Scan the records below for the word "tree". Copy each line where it appears.

++++ Supplied records

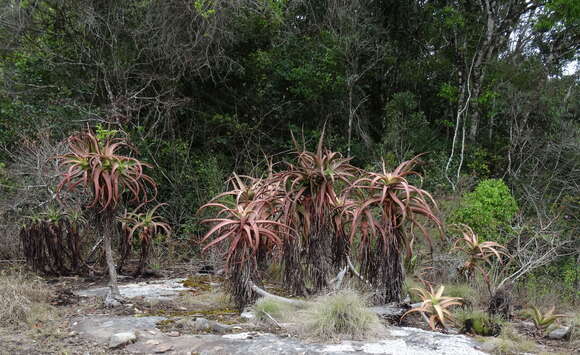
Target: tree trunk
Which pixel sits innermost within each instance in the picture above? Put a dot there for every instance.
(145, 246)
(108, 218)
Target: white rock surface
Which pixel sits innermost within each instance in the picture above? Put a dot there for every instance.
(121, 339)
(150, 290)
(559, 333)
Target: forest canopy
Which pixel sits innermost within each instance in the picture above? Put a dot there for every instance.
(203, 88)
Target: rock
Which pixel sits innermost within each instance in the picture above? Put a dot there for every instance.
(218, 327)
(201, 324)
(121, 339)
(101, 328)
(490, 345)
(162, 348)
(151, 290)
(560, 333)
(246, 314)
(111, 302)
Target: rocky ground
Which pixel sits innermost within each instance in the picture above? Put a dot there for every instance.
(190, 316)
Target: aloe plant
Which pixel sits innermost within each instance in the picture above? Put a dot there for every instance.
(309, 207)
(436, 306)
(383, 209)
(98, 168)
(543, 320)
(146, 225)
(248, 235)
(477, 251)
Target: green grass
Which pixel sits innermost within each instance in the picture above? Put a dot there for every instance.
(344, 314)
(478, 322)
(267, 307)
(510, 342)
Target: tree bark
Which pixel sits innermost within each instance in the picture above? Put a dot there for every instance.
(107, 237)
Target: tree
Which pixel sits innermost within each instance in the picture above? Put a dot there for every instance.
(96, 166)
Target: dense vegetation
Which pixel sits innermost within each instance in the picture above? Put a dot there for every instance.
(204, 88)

++++++++
++++ Supplied records

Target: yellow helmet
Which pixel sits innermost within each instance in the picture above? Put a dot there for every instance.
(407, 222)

++++++++

◆ Answer box
Target: tree trunk
Target: tree bark
Target: tree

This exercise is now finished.